## Entries provided
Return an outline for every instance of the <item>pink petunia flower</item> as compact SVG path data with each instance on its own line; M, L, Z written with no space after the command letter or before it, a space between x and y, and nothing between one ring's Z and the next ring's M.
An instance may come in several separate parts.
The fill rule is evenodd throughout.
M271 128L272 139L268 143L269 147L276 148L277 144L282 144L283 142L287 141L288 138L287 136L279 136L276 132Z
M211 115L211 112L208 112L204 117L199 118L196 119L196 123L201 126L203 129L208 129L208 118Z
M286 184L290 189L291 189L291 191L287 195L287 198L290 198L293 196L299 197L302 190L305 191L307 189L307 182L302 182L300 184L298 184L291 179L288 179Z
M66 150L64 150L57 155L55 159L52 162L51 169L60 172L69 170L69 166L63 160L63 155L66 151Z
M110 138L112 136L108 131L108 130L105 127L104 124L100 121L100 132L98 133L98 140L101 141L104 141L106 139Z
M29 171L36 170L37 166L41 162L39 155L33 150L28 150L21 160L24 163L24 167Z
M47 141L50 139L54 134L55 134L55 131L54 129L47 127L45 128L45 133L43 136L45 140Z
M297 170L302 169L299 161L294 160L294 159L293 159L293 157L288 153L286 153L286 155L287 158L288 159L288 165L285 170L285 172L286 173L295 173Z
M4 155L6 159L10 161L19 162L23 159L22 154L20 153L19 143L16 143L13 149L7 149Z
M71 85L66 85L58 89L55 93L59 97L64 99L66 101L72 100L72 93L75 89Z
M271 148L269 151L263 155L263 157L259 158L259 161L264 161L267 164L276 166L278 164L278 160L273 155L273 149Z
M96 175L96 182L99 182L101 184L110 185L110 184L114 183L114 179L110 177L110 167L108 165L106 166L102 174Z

---

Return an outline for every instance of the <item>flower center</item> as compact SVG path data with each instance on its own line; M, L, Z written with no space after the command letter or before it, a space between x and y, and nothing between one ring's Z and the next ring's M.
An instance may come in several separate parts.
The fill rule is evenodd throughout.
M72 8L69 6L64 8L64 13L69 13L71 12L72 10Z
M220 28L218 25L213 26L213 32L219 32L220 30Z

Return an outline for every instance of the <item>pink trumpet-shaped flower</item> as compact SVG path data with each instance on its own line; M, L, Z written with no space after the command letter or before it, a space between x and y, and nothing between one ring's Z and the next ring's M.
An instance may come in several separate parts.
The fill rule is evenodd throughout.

* * *

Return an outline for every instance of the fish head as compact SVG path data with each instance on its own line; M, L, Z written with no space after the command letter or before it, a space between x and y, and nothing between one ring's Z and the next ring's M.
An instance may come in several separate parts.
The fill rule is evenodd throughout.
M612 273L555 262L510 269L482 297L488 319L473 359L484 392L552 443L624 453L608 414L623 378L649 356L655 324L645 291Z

## Task objective
Quote the lines of the listing starting at the line that contains "Return an outline for every instance of the <item>flower" and stopping after the line that contains "M220 28L218 25L213 26L213 32L219 32L220 30Z". Include both of those lines and give nothing else.

## Worked answer
Return an outline for every instance of the <item>flower center</item> as compact SVG path data with each instance on its own line; M, L, Z written with no space after the command letter or before it, a space between x and y, and nothing between one ring's Z and the next ring's M.
An instance may come in several separate parts.
The fill rule is evenodd throughout.
M72 8L69 6L64 8L64 13L69 13L71 12L72 10Z
M220 28L218 25L213 26L213 32L219 32L220 30Z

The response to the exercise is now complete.